** Record excerpts follows **

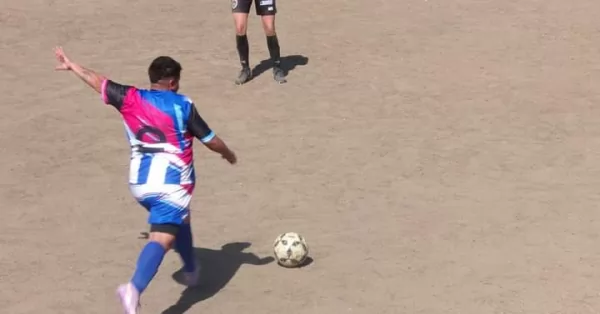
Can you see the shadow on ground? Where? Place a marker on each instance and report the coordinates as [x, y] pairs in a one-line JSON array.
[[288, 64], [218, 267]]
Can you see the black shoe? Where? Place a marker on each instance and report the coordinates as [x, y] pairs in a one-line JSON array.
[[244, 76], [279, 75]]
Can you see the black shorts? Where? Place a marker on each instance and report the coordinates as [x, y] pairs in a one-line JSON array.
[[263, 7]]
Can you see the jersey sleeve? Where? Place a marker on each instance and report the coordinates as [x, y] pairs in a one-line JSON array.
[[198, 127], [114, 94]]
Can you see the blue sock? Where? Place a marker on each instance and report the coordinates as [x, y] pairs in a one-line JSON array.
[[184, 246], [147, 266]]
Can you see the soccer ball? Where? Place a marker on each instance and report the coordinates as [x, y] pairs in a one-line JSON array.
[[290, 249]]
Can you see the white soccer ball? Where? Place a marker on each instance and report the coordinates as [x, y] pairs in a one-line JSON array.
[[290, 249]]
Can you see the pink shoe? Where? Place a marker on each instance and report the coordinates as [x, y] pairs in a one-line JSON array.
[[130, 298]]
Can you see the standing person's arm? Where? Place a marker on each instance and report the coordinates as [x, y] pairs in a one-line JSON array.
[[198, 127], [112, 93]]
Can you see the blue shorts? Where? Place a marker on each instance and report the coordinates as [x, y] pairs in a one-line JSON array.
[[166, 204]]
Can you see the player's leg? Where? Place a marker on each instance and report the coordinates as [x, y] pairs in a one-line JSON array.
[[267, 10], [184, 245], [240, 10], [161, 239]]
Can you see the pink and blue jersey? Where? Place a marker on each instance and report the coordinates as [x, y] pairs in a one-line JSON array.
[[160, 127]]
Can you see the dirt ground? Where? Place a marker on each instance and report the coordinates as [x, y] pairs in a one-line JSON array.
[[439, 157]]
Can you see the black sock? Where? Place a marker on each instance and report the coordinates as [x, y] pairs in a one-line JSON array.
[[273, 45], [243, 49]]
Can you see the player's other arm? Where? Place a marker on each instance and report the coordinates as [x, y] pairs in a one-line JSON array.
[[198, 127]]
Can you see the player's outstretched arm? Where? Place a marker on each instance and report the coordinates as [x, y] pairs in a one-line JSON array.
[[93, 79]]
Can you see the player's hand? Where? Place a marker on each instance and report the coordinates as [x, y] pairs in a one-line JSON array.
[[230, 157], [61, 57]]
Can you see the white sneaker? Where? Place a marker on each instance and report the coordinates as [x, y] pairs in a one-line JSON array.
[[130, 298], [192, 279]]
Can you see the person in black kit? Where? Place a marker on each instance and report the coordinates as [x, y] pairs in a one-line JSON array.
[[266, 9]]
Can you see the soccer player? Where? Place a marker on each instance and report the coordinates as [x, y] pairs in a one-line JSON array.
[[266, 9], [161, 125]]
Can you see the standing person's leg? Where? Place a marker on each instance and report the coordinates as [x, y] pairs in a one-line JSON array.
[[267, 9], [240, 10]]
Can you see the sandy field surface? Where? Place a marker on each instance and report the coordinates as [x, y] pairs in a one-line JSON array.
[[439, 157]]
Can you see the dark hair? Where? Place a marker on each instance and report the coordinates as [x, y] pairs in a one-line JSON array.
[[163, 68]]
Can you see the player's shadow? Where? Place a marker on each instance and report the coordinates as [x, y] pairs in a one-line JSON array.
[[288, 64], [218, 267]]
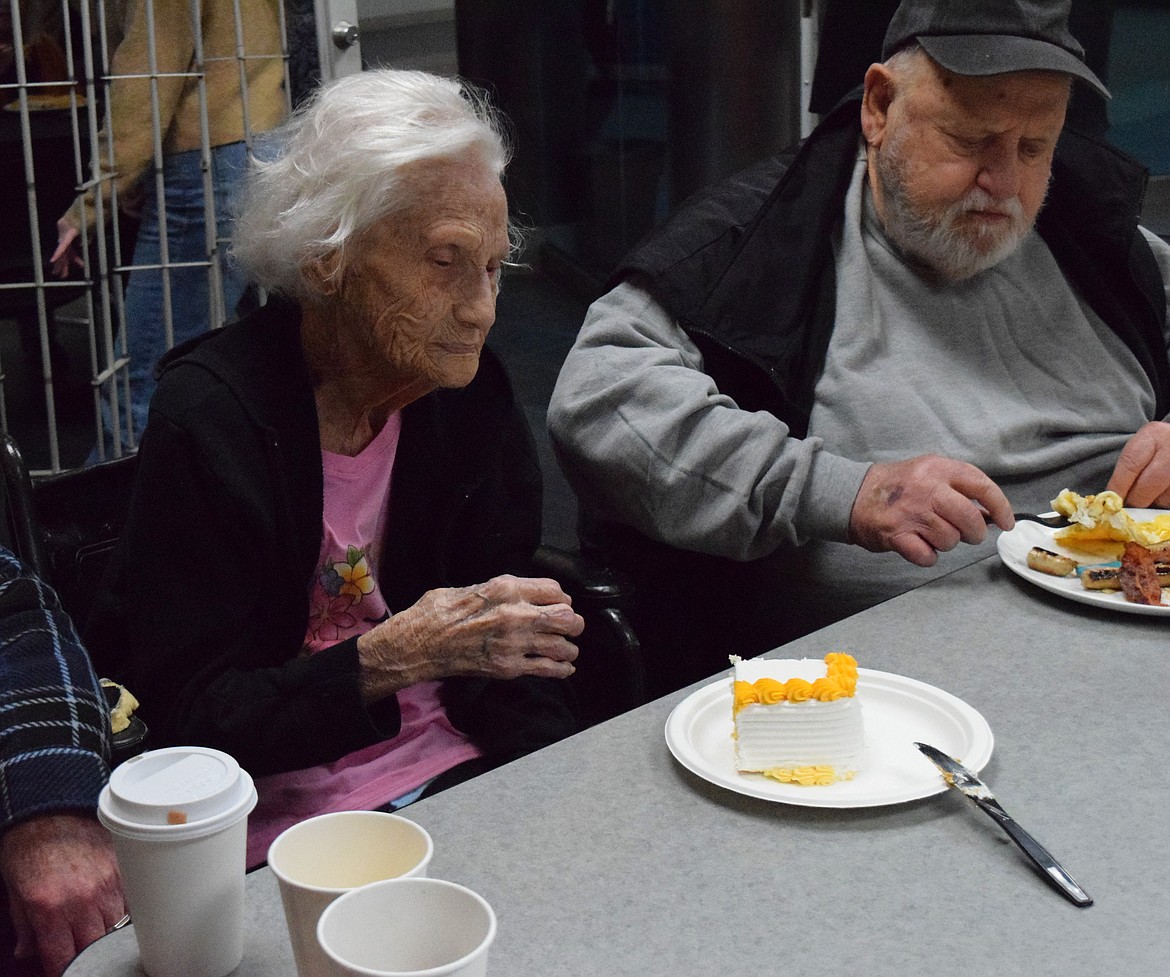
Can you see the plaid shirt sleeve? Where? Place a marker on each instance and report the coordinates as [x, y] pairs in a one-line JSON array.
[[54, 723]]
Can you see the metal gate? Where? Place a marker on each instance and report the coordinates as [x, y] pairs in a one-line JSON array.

** End of Record excerpts **
** Record excerpts follows **

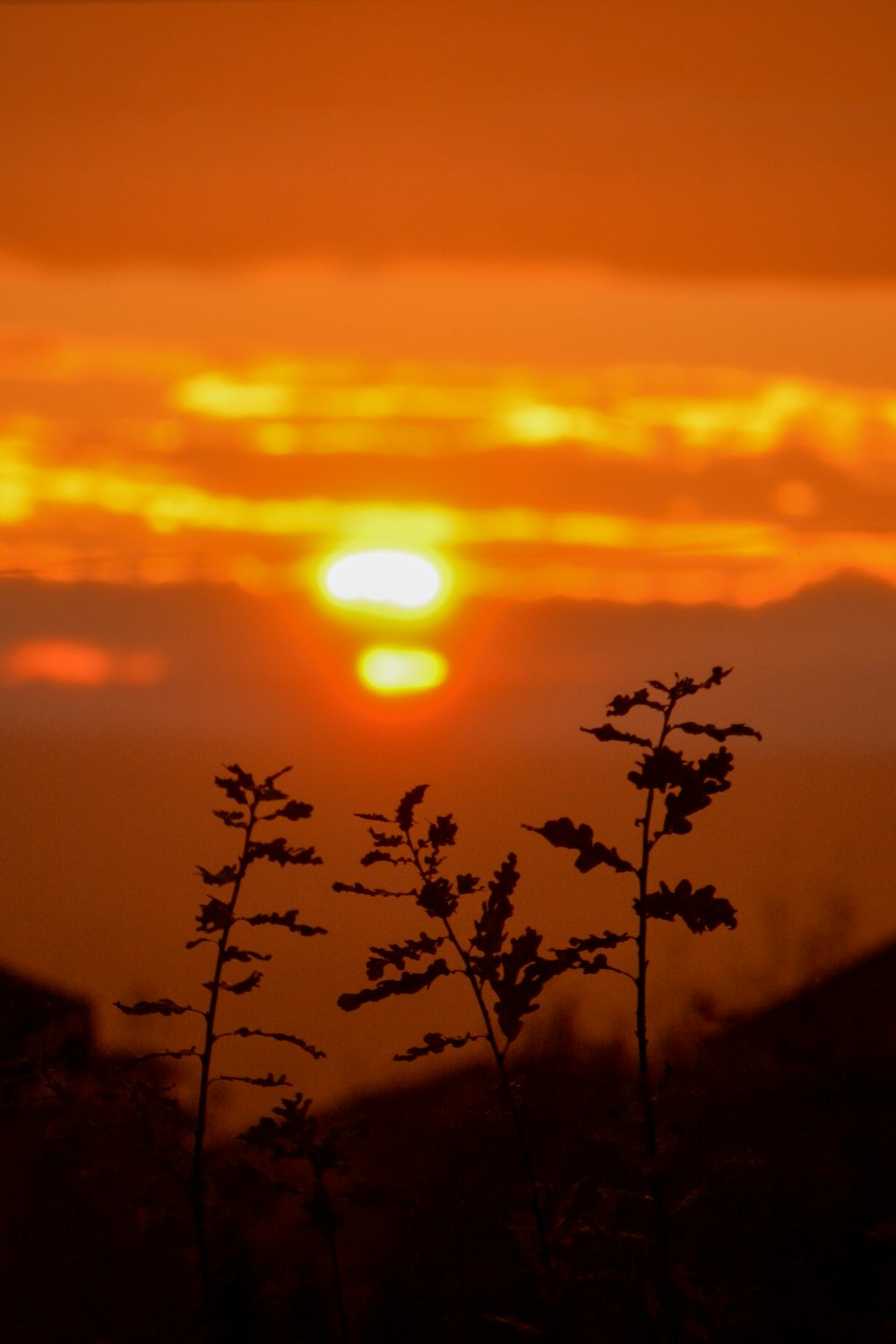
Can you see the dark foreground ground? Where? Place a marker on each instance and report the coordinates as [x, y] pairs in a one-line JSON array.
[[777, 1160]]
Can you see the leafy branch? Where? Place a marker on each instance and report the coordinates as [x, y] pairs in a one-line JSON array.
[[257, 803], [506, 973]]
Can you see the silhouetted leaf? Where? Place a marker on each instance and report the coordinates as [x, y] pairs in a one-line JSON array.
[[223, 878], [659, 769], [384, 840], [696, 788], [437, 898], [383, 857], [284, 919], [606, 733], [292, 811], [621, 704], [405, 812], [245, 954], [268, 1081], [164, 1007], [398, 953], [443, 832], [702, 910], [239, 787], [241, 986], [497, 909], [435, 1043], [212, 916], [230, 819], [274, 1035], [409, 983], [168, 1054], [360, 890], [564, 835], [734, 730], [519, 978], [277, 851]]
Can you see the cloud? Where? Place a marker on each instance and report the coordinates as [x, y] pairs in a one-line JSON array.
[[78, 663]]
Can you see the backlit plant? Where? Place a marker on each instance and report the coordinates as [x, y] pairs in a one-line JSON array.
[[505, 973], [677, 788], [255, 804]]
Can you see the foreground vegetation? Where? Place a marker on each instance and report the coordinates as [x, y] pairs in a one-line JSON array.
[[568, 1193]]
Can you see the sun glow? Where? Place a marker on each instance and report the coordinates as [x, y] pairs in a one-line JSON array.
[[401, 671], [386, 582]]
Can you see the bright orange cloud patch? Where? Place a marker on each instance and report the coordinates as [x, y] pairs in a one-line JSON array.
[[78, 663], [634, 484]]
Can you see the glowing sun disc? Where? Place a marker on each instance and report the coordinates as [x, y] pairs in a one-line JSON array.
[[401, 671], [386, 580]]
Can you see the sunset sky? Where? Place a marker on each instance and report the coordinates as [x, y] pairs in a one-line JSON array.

** End of Record excerpts **

Exercise goal:
Text only, no pictures: please print exactly the lines above from the line with "Can you see the white sneaker?" up to and including the line with "Can you see the metal", and nothing else.

Task output:
Can you see the white sneaker? Where? Place a marker on each instance and report the coordinates as [x, y] pairs in a one-line JSON array.
[[130, 298], [192, 279]]
Can you see the person in black kit? Where? Place a marker on each instance and report the coordinates as [x, y] pairs in a one-line JSON array.
[[266, 9]]
Can you see the soccer player? Where? Place a marker on each instance and report the coordinates as [x, y] pairs in a one-line JSON array.
[[266, 9], [161, 125]]
Can you see the standing person's leg? Where? Place a marker on each instance and report the coordinates as [x, y] pairs in a one-line JSON array.
[[267, 9], [240, 10]]
Can you see the sandy field surface? Where? Place a marker on each instance and report the coordinates as [x, y] pairs in a one-line JSON array.
[[439, 157]]
Can you see the dark hair? Where? Place a marker on each instance and report the coordinates as [x, y] pairs in a one-line JSON array.
[[163, 68]]
Can you see the player's shadow? Where? Place a marker on each instance and report the coordinates as [x, y] pairs in a one-line JSON array.
[[288, 64], [218, 267]]
Can you see the plaid shirt sleeve? Where? Place a marker on each instance and report the coordinates as [x, y] pairs in a one-line JSON array.
[[54, 723]]
Can you see the metal gate? Where? Place a marker on each instance and report the coordinates as [x, y] pairs in a one-line JSON array.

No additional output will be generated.